Want to look 19 years younger than you are? Sorry. This isn’t a story about that. But you can make your brain appear nearly two decades more youthful simply by following a Mediterranean diet.
A new study published in the journal Neurology, looked at the brains of 581 people who donated their bodies to science. Comparing data about the participants’ diet while alive with their brain autopsy results, the researchers found that the brain tissue of people who followed the Mediterranean diet, along with the Diet Intervention for Neurodegenerative Delay (MIND), contained fewer telltale signs of Alzheimer’s disease.
In fact, those who ate the most leafy greens looked nearly 19 years younger in terms of plaque buildup than those who ate one or fewer servings per week.
Hoag doctors are not surprised. Aaron R. Ritter, M.D., director of the Memory & Cognitive Disorders Program in Hoag’s Pickup Family Neurosciences Institute, and Elizabeth R. Raskin, M.D., surgical director for the Margolis Family Inflammatory Bowel Disease (IBD) Program within the Digestive Health Institute at Hoag, said the mind-gut connection is strong. Neither doctor was involved in the study.
“This study supports what we’ve seen in cognitive research involving living Alzheimer’s patients,” Dr. Ritter said. “How you treat your body, what you eat, affects your total health.”
Dr. Raskin said diet plays a significant role in inflammation, which has implications for everything from allergies to Alzheimer’s.
“As we learn more about how overall inflammation stresses the body and the brain, the more important it becomes to address the role of diet and digestive health,” she said.
What Should You Eat for a More Youthful Brain?
Daily servings of dark, leafy greens: arugula, collards, dandelion greens, endive, grape leaves, kale, mustard greens, romaine lettuce, spinach, Swiss chard and turnip greens. These are packed with bioactives, chemicals in foods that reduce inflammation.
Two weekly servings of berries. More than any other fruit, berries, such as blackberries, blueberries, raspberries and strawberries, pack the biggest brain-protective bang for the buck.
Three daily servings of whole grains. Examples include wild rice, sorghum and quinoa. Be careful to read the labels, however, “whole grain” does not always mean healthy. Steer toward whole grain foods that are high in fiber and that have few other ingredients.
Four meals a week of beans. Get out our pandemic cookbook. Legumes and pulses are excellent and inexpensive sources of protein, vitamins, complex carbohydrates and fiber – all heroes in the Mediterranean and MIND diets.
One to two tablespoons of healthy fats. One of the key components of a Mediterranean diet is extra virgin olive oil. This healthy fat is shown to help minimize the risks of degenerative brain disease and reduce neuroinflammation.

○ ○ ○ ○

What to do = Reproduce word for word the passage of the article on diet and brain aging from "Three daily servings" to "and reduce neuroinflammation.".

○ ○ ○ ○

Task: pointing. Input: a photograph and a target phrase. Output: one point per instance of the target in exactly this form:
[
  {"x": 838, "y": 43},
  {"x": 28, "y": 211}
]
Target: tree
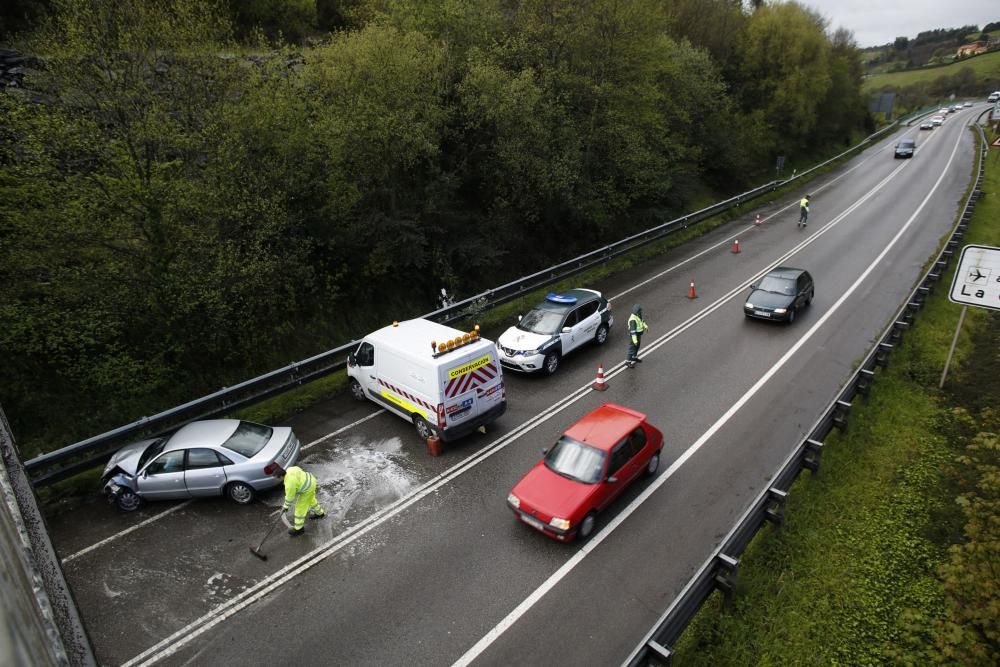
[{"x": 786, "y": 70}]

○ ○ ○ ○

Answer to this exercise =
Three daily servings of whole grains. Examples include wild rice, sorghum and quinoa. Be careful to read the labels, however, “whole grain” does not always mean healthy. Steer toward whole grain foods that are high in fiber and that have few other ingredients.
Four meals a week of beans. Get out our pandemic cookbook. Legumes and pulses are excellent and inexpensive sources of protein, vitamins, complex carbohydrates and fiber – all heroes in the Mediterranean and MIND diets.
One to two tablespoons of healthy fats. One of the key components of a Mediterranean diet is extra virgin olive oil. This healthy fat is shown to help minimize the risks of degenerative brain disease and reduce neuroinflammation.